**The request**
Please pick out each line of the entries below that contains the string "grassy" and copy those lines. Case counts.

**Exercise data**
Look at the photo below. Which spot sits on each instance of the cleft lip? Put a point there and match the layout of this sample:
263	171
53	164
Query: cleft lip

...

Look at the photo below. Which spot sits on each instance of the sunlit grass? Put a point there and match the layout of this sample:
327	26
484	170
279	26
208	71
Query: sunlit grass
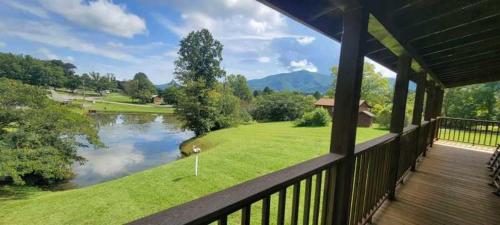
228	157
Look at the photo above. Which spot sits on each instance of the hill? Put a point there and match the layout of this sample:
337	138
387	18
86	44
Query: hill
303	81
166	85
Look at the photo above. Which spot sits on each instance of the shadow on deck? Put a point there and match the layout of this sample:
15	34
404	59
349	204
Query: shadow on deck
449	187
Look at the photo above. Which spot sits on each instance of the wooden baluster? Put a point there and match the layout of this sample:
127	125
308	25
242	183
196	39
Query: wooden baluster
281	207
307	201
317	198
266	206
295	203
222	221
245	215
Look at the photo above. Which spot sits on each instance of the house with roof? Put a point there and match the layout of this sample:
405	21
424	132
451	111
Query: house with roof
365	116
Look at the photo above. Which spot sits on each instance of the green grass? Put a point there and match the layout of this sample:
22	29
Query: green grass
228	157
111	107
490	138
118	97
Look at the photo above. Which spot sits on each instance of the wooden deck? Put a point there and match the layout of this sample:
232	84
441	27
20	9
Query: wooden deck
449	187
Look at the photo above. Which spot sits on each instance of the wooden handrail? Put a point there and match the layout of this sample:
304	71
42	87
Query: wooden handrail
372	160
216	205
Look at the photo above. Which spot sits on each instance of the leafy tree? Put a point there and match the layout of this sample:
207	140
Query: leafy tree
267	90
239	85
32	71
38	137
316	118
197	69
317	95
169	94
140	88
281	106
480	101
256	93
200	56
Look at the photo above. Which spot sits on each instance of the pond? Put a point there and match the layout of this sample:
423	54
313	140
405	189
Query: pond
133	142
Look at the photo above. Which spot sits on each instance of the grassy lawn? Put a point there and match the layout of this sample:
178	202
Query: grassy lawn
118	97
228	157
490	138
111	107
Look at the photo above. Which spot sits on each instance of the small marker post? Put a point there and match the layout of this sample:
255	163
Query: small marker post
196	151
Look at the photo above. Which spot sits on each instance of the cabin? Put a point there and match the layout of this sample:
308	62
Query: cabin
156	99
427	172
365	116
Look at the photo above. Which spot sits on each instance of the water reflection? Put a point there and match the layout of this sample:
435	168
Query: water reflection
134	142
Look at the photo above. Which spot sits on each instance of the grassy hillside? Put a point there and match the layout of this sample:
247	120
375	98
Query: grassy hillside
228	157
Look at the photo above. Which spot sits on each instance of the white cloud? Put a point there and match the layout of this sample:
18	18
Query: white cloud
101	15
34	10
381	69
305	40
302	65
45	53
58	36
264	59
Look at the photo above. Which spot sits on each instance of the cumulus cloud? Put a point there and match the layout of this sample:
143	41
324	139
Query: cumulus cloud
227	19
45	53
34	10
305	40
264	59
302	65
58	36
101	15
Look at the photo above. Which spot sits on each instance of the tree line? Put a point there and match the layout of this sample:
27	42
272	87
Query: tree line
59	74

...

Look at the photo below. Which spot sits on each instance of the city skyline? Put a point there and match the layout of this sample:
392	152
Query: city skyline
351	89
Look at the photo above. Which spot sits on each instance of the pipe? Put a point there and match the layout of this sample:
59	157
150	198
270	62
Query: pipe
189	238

**Exercise output**
Look at the photo above. Which spot sits on each instance of the grassy lawn? Put a point there and match the layout of this sample:
Query: grassy lawn
Look at the photo above. Which spot sits on each instance of the grassy hillside? Put a point there and match the layout of this sample:
Query: grassy hillside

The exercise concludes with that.